Exercise task a:
In the hockey commentary below, why was Carsen Chubak a major reason Niagara played with so much confidence this season?

Supplied passage:

----------

Commentary: Digging into one great playoff series per league

The NCAA gets into a full mode of playoffs this weekend, and every matchup is unique in one way or another, as beauty is in the eye of the beholder.

However, some matchups are really intriguing. Here’s the one matchup per conference that catches my eye after a year of travel through the five conferences.

Atlantic Hockey: RIT at Niagara

It’s always a good day when you get to use a cliche, so here goes: When these natural rivals get together you can throw out the records. Rochester Institute of Technology finished 16 points behind Niagara as the Purple Eagles ran a great race through the AHA this season.

Coach Dave Burkholder’s team, no stranger to successful seasons or the national tournament, was led by tremendous goaltending from Carsen Chubak. Considered undersized by many, he stood tall all season long, posting a 21-5-5 record, a 1.85 goals against average and six shutouts. He was a major reason why Niagara played with so much confidence this season because his play enabled “The Purps” to play with a lead for 47 percent of the time this season. That number is pretty impressive.

Up front, Giancarlo Iuorio (the best name in hockey) and Ryan Murphy paced Niagara and combined for 61 points. Murphy plays the left of Iuorio and Marc Zanette, and Zanette’s 25 points made that line a tough one to shut down. Zanette has done a nice job of following in the footsteps of his big brother Paul, who as a Purple Eagles player was once considered a Hobey Baker Award candidate.

----------

Extracted records:
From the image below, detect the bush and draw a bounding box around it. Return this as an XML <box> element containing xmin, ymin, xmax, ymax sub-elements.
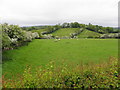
<box><xmin>2</xmin><ymin>32</ymin><xmax>12</xmax><ymax>48</ymax></box>
<box><xmin>2</xmin><ymin>23</ymin><xmax>39</xmax><ymax>49</ymax></box>
<box><xmin>3</xmin><ymin>58</ymin><xmax>119</xmax><ymax>89</ymax></box>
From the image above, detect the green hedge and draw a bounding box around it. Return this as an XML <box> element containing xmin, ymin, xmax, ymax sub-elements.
<box><xmin>3</xmin><ymin>58</ymin><xmax>120</xmax><ymax>89</ymax></box>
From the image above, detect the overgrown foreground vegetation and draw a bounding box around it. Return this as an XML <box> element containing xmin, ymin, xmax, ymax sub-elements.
<box><xmin>2</xmin><ymin>57</ymin><xmax>120</xmax><ymax>88</ymax></box>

----------

Exercise task b:
Edit the entries from the line with "From the image above, detect the green" up to and including the last line of the entries, replacing "overgrown" with "dense" and leaving everything else unchanged.

Expected output a:
Chubak's play enabled Niagara to play with a lead for 47 percent of the time this season.

Expected output b:
From the image above, detect the green hedge and draw a bounding box around it. Return this as an XML <box> element containing xmin, ymin, xmax, ymax sub-elements.
<box><xmin>3</xmin><ymin>58</ymin><xmax>120</xmax><ymax>89</ymax></box>
From the image above, detect the dense foreground vegetation and draw a bounding box around it. Return this as an XML <box> element containing xmin, ymin, xmax, ymax sub-elements.
<box><xmin>2</xmin><ymin>57</ymin><xmax>120</xmax><ymax>88</ymax></box>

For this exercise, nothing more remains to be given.